EXTRACT =
┏━━

# New Unmarked Mustangs



## 5pt0Joe (Dec 15, 2008)

I heard from a friend today that he was traveling on I-91N around Northampton, MA a bit ago and came across a silver unmarked Mustang doing doing traffic duty at a work zone. Anyone know if this is one of a few Mustangs used or is it an oddball (such as the only one)? Would love to get a photo op with it when my '88 MA State Police Mustang SSP is restored! Any info on the/these new Mustang(s)?


----------



## 5pt0Joe (Dec 15, 2008)

mtc said:


> They're quite prevalent at your local Ford dealer.


:jestera:

You got me! I meant info on the new one's in service, not at the dealer!


----------



## jettsixx (Dec 10, 2005)

I havent heard anything about them as of yet. Are you sure it was MSP and not just some Whacker???


----------



## 5pt0Joe (Dec 15, 2008)

I saw a 6-cyl. Mustang ('99-'04 style) once doing the same thing about 2-3 years ago. Could one or both of these have been privately owned?

It's amazing how hard it is to find out anything about these things! I was on the phone with the MSP (to find pictures of Mustang SSP's in service) and they told me that they contacted officers who were assigned to the SSP's to see if they had any photos. So I asked, "you know how many there were?" He told me that he was unsure how much information he could give out. I was thinking to myself, "wow," as I would have been happy knowing how many of them were even in service years ago (most were sold at auction in 2004). A few people I know have been researching the CT and MA SSP's and know very, very little about these Mustangs. They actually say that out of anyone, I've had the most luck, and that isn't even a whole lot! CT finally released the amount used, colors, and some of the unit numbers just about two years ago. My quest continues...:-k

I'm more concerned with finding info on the SSP's, but I figured it would be nice to know how many of the newer Mustangs are being used!


----------



## Johnny Law (Aug 8, 2008)

mtc said:


> I don't even know what an "SSP" is !!
> 
> If there are unmarked sports cars working in the MSP... nobody's going to tell you what they are.


*S*evere (or *S*pecial) *S*ervice *P*ackage.

I work in the area 5pt0Joe and I've not seen any Mustang since the mid 90's. That doesn't mean that a Trooper from another part of the State wasn't doing a detail up this way though.


----------



## Mikey682 (May 2, 2002)

I don't think it's new, but it probably belongs to a member assigned to a special unit. No mustangs are assigned to Troop B.


----------



## Johnny Law (Aug 8, 2008)

Is your friend sure it wasn't a Fusion? Some troopers assigned to the DA's office have those and use them on details.


----------



## j809 (Jul 5, 2002)

┗━━

LISTED RECORDS =

┏━━

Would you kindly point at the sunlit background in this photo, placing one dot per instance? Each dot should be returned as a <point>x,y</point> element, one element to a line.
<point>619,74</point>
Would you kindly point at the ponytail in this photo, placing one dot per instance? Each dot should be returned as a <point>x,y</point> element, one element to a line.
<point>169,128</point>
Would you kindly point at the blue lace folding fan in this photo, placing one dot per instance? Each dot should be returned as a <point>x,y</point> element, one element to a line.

┗━━
┏━━

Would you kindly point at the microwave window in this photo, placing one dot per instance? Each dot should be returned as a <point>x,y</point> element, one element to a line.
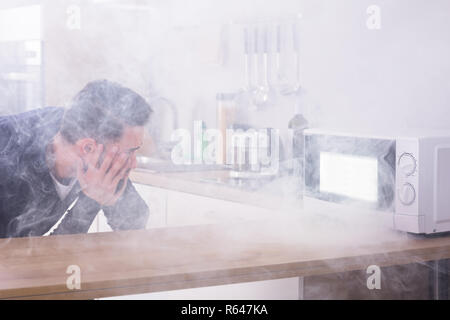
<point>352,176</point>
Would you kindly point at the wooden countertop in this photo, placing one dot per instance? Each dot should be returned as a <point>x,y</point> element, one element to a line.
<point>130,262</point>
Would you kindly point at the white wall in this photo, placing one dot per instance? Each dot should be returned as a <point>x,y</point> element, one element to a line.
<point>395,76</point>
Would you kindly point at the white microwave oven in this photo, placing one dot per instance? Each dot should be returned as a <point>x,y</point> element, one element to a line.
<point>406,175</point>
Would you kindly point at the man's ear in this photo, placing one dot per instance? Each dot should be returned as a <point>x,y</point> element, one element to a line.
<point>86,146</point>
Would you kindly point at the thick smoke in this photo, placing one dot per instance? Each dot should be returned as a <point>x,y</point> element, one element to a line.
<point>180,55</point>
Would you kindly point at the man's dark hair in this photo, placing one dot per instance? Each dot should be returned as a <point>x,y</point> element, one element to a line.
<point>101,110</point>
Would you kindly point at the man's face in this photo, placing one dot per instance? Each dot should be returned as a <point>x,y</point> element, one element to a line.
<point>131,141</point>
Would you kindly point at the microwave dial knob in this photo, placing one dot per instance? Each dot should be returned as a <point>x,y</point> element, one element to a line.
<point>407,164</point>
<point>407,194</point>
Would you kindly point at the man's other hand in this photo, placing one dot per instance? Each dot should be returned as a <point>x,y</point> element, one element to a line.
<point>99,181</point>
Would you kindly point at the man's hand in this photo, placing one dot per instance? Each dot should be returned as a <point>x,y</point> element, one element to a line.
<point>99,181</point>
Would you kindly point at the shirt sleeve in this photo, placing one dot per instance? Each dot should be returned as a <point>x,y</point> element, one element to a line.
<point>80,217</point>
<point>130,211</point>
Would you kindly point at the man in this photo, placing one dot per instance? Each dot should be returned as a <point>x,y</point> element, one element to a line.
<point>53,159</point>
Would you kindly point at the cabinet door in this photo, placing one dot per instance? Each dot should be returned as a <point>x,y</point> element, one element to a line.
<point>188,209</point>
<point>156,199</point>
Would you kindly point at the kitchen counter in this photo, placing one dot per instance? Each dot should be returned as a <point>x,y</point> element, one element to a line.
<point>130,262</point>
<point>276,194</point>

┗━━

ACTIONS TO TAKE =
#1 Can you transcribe the forum thread on unmarked Mustangs above, starting with "I don't think" and going on through "them on details."?
#2 What is the gist of the forum thread on unmarked Mustangs, in two sentences?
#3 Could you write the next part of the forum thread on unmarked Mustangs, picking up from where it stops?

EXERCISE RESPONSES =
#1
I don't think it's new, but it probably belongs to a member assigned to a special unit. No mustangs are assigned to Troop B.


----------



## Johnny Law (Aug 8, 2008)

Is your friend sure it wasn't a Fusion? Some troopers assigned to the DA's office have those and use them on details.

#2 A friend of the original poster saw a silver unmarked Mustang doing traffic duty at a work zone on I-91N near Northampton, MA, and the poster asks whether it is one of several such cars, noting how little information is available about the Massachusetts State Police Mustang SSPs. Other members reply that they have heard nothing about new Mustangs and that no Mustangs are assigned to Troop B, and they suggest the car may belong to a member of a special unit or may have been a Fusion used by troopers assigned to the DA's office.

#3
V-6 Stangs assigned to GATSF


----------



## 5pt0Joe (Dec 15, 2008)

Sorry for not clarifying the "SSP" name! For those of you who are unfamiliar with the Mustang SSP, I encourage you to check out my site <www.5pt0joe.com> and/or <www.sspmustang.org>.

Since I wasn't with my friend, I can't vouch if it were a Mustang, Fusion, or anything at that, but I believe that he would be correct stating that it was a Mustang since he owns a Ford dealership!

I'm kind of curious about that car, but won't lose sleep over it. I know several states use the occasional Mustang taken in from drug busts and such. Wasn't sure if this was like Indiana, who purchased 18 of them at once. Thanks for all your quick responses!

Also, for anyone who wants to see a Mustang SSP in person and benefit a great cause, I will be at the 9th Annual Classic Car and Motorcycle Run this coming Sunday in Framingham, MA <Upcoming Events : Juvenile Diabetes Research Foundation International>. All proceeds benefit JDRF. There will be a 30-mile cruise led by the Framingham PD! I'll have my Texas Highway Patrol SSP.


----------



## 5pt0Joe (Dec 15, 2008)

mtc said:


> Sounds like fun 5pt - but I'm diligently working on the house... yeah.. that's what I'm doing... painting, staining, putting up lights...
> 
> Yep - thas my story and I'm sticking to it!
> 
> (just ignore the pile of Corona bottles piling up in the recycle bin!)


Good luck with that! Should be decent weather for you and your recycling bin!


----------



## Nightstalker (Jul 25, 2006)

I hope if you're issued a mustang.. you are able to get a second vehicle too. Snow in MA is no joke with that sled.


----------



## Deputydog522 (Oct 7, 2002)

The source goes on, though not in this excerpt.